# START OF Records provided
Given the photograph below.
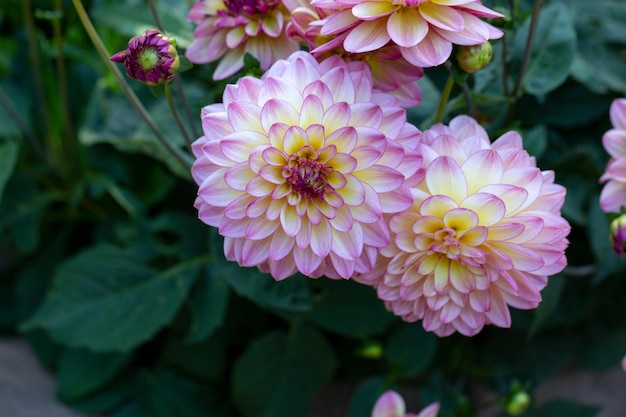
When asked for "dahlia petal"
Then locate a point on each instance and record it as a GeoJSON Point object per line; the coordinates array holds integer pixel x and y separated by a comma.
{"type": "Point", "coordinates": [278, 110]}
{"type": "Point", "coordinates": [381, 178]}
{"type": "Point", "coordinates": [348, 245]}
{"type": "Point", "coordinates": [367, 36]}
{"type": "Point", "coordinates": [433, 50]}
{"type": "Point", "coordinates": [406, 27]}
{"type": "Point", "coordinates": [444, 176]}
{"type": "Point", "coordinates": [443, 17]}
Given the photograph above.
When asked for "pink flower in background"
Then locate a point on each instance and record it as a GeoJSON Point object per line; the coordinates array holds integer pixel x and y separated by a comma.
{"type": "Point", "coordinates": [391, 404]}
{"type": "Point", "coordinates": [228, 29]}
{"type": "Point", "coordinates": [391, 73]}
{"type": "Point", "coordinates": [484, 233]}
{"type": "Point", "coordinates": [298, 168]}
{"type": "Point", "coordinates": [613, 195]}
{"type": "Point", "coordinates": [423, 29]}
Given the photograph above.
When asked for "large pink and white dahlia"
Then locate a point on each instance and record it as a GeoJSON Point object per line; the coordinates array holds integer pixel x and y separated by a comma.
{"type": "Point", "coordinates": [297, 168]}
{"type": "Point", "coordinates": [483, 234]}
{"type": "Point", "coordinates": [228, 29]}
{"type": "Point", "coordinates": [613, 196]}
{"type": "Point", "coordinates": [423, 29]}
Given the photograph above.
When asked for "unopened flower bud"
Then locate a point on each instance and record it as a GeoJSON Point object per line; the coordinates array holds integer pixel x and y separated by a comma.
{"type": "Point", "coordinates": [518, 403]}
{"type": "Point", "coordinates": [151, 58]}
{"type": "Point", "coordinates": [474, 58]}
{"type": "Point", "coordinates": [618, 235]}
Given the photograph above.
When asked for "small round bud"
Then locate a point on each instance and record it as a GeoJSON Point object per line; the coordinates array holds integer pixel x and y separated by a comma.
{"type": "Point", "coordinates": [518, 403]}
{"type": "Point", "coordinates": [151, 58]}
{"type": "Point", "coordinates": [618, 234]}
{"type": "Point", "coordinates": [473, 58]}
# END OF Records provided
# START OF Records provided
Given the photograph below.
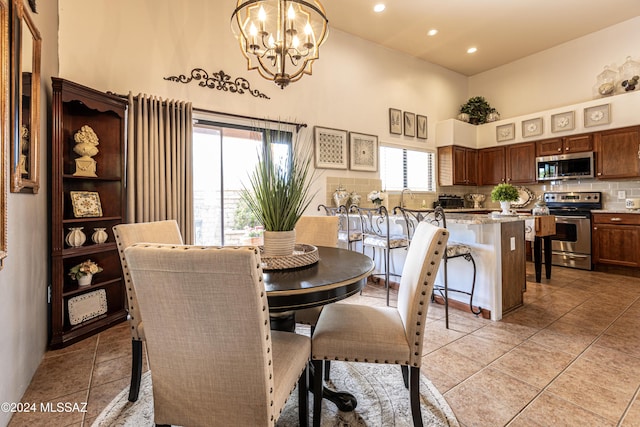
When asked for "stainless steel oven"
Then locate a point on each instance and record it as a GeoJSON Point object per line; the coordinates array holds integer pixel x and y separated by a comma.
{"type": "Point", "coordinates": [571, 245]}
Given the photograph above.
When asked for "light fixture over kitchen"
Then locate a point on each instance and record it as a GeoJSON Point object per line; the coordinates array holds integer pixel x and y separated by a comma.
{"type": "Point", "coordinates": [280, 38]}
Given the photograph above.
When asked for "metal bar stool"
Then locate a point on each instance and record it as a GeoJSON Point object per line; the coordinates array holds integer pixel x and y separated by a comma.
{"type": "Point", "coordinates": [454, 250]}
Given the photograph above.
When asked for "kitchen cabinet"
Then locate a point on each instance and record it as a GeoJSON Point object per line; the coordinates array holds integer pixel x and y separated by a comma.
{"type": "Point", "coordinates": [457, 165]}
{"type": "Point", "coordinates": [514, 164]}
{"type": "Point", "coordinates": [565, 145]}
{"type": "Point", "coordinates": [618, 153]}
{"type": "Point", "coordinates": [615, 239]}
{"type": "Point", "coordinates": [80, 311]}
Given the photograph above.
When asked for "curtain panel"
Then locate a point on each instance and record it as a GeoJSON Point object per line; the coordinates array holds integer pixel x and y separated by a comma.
# END OF Records provided
• _The task_
Gather every line in the rows above that contains the word "kitchen", and copy each such line in full.

• _Written response_
When asked for "light fixture over kitchen"
When asked for "kitchen cabinet"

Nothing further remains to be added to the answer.